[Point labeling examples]
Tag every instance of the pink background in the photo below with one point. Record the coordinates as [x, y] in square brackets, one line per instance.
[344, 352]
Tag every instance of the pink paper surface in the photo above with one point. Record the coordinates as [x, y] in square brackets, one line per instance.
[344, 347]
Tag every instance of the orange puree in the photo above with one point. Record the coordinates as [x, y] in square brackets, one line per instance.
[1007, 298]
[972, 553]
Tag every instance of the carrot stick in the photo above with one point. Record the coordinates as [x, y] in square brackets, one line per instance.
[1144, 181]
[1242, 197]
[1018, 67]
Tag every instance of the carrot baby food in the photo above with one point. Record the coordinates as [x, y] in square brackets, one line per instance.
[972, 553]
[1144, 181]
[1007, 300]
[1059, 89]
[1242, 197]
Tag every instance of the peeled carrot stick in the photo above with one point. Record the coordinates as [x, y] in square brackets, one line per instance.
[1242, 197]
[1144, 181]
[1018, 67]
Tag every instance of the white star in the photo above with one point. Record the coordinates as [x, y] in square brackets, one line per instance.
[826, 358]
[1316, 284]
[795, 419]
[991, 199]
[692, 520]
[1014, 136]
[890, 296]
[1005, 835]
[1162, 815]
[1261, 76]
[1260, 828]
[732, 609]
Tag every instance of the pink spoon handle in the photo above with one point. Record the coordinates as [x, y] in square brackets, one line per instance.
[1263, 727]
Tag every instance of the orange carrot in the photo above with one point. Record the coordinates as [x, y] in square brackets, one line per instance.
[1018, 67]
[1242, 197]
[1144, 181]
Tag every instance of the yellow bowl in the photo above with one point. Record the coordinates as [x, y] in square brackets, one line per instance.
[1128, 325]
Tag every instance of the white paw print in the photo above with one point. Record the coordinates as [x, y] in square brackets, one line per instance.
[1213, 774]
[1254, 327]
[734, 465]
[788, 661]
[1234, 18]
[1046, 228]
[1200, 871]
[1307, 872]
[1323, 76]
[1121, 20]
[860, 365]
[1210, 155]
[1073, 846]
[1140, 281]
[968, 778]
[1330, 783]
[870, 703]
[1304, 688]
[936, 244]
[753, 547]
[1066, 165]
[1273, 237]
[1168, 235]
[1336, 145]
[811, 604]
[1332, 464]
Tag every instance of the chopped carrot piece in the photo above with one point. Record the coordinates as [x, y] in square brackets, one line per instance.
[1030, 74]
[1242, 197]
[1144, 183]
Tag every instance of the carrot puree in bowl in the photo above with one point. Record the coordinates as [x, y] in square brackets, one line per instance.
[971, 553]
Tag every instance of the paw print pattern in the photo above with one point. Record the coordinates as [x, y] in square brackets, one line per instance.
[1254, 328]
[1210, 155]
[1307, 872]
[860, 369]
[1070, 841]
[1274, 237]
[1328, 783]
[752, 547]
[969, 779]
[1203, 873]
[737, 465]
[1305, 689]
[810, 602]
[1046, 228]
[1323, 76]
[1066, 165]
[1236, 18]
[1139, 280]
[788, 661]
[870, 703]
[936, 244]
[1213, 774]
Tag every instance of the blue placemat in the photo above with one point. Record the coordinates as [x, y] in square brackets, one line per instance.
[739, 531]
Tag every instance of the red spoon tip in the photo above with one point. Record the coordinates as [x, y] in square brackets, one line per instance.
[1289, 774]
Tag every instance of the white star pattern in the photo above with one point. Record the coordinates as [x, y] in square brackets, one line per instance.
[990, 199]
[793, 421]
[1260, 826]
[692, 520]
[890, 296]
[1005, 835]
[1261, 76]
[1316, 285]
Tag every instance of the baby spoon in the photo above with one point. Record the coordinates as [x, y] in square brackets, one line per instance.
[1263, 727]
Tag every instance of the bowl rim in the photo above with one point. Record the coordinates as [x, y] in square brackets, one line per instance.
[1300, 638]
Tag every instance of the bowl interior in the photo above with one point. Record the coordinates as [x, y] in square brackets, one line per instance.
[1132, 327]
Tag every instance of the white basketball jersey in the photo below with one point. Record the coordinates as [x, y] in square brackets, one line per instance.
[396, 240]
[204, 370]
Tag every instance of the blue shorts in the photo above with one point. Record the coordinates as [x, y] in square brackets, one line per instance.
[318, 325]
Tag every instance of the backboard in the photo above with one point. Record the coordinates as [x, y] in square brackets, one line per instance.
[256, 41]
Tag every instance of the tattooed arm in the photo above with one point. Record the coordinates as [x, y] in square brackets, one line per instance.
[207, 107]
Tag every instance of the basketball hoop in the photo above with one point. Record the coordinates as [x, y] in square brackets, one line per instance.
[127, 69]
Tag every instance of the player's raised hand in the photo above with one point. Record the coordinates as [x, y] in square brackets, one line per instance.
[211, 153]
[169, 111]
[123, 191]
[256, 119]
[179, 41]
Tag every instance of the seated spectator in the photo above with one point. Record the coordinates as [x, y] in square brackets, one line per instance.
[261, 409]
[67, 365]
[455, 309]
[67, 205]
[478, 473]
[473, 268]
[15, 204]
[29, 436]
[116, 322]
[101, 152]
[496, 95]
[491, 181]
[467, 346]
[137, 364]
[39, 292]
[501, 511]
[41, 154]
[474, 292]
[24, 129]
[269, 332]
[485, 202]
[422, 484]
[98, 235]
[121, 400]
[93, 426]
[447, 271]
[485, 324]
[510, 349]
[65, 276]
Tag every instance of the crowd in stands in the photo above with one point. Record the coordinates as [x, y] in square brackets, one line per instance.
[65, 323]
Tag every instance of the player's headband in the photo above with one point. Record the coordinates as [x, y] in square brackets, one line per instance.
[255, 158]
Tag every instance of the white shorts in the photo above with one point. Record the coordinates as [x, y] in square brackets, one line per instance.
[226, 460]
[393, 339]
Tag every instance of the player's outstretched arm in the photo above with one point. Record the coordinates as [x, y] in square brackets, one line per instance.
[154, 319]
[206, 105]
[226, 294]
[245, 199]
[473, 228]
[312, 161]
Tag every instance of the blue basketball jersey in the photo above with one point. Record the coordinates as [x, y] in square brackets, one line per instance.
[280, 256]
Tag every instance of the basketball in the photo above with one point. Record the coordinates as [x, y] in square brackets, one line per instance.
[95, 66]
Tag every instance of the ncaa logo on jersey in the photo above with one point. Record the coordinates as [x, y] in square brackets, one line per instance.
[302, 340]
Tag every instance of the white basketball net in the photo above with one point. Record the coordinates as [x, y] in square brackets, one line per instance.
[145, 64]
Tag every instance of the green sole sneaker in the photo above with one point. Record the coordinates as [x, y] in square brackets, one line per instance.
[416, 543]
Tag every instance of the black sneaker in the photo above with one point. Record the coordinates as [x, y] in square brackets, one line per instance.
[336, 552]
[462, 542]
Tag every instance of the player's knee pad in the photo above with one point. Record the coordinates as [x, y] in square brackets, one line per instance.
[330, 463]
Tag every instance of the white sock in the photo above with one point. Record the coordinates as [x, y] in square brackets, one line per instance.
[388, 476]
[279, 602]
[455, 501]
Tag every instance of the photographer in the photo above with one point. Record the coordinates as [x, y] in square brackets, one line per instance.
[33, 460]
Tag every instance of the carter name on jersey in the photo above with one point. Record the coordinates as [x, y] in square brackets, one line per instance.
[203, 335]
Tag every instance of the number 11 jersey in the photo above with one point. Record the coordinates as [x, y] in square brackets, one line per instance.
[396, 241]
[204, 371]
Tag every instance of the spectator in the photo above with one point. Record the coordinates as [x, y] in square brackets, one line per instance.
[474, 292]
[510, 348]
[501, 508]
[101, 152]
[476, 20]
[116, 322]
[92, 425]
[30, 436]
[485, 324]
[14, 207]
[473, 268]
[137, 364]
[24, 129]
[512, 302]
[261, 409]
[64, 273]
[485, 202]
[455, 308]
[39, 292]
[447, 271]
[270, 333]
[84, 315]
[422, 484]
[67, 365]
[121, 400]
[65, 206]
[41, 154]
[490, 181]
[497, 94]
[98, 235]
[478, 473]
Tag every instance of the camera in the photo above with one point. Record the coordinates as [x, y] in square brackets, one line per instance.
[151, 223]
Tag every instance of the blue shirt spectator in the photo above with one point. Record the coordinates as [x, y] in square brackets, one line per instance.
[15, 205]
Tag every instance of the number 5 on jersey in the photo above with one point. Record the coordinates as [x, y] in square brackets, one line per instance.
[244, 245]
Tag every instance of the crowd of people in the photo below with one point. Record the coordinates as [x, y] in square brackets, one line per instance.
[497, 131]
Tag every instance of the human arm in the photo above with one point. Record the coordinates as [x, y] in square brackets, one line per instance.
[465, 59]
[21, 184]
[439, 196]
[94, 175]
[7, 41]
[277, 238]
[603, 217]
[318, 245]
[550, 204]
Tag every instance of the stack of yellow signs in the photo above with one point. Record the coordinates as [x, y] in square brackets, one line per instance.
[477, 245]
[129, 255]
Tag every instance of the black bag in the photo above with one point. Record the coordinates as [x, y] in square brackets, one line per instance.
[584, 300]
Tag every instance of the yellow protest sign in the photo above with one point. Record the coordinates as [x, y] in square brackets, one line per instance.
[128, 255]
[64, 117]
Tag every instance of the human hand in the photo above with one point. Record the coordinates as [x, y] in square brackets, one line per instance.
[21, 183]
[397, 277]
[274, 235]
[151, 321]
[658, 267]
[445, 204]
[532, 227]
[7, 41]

**Written problem**
Quote the line that contains "Tag every instance of the black bag" and each line after it through the end of the data, exactly, leaving out everything else.

**Task response**
Tag every instance of the black bag in the photo above with one point. Record the coordinates as [x, y] in square brackets, one line per instance.
[584, 300]
Tag every instance of the yellow protest sign in the photo above with one point. Record the coordinates as [x, y] in square brackets, one line per instance.
[128, 255]
[64, 117]
Tag every instance of the human hand in the photo above with one point. Record the coordinates as [x, y] in square brackets, one line per instance.
[21, 183]
[397, 277]
[274, 235]
[151, 321]
[658, 267]
[445, 204]
[532, 227]
[7, 41]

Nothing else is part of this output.